* _What the task requires_
Please copy out every line of the listing below word for word, changing nothing.

* _Dataset records_
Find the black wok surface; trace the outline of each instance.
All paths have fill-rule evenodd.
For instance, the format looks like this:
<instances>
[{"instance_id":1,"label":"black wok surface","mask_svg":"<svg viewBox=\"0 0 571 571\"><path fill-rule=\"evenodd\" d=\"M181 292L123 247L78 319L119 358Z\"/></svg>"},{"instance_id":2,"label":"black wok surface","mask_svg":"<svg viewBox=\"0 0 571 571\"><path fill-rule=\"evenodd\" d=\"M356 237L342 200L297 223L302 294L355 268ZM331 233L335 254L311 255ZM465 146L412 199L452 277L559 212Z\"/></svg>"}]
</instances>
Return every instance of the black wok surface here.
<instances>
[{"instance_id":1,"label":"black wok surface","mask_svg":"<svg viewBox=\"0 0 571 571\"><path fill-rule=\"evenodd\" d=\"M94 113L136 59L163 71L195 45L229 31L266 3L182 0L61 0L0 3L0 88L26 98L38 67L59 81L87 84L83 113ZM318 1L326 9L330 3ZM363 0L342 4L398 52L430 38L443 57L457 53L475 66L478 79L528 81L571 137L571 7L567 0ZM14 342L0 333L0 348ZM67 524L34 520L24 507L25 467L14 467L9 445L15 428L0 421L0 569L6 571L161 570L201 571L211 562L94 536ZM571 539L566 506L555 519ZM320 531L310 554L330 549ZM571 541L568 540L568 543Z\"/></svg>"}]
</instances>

* _Reply_
Find the black wok surface; trace the outline of each instance.
All paths have fill-rule evenodd.
For instance, the format looks like this:
<instances>
[{"instance_id":1,"label":"black wok surface","mask_svg":"<svg viewBox=\"0 0 571 571\"><path fill-rule=\"evenodd\" d=\"M181 292L123 247L78 319L119 358Z\"/></svg>"},{"instance_id":2,"label":"black wok surface","mask_svg":"<svg viewBox=\"0 0 571 571\"><path fill-rule=\"evenodd\" d=\"M356 237L342 200L297 223L302 294L355 268ZM331 233L335 254L311 255ZM465 146L412 199L452 277L559 212Z\"/></svg>"}]
</instances>
Return every instance of the black wok surface here.
<instances>
[{"instance_id":1,"label":"black wok surface","mask_svg":"<svg viewBox=\"0 0 571 571\"><path fill-rule=\"evenodd\" d=\"M94 113L136 59L163 71L195 45L229 31L266 3L182 0L61 0L0 3L0 88L26 98L38 67L59 81L87 84L83 113ZM318 1L326 9L330 3ZM363 0L342 4L398 52L430 38L443 57L457 53L475 66L478 79L528 81L571 137L571 7L567 0ZM14 342L0 333L0 348ZM67 524L34 520L24 507L25 467L14 467L9 445L15 428L0 421L0 569L6 571L161 570L201 571L211 562L94 536ZM571 539L566 506L555 519ZM320 531L310 554L330 549ZM571 541L568 540L568 543Z\"/></svg>"}]
</instances>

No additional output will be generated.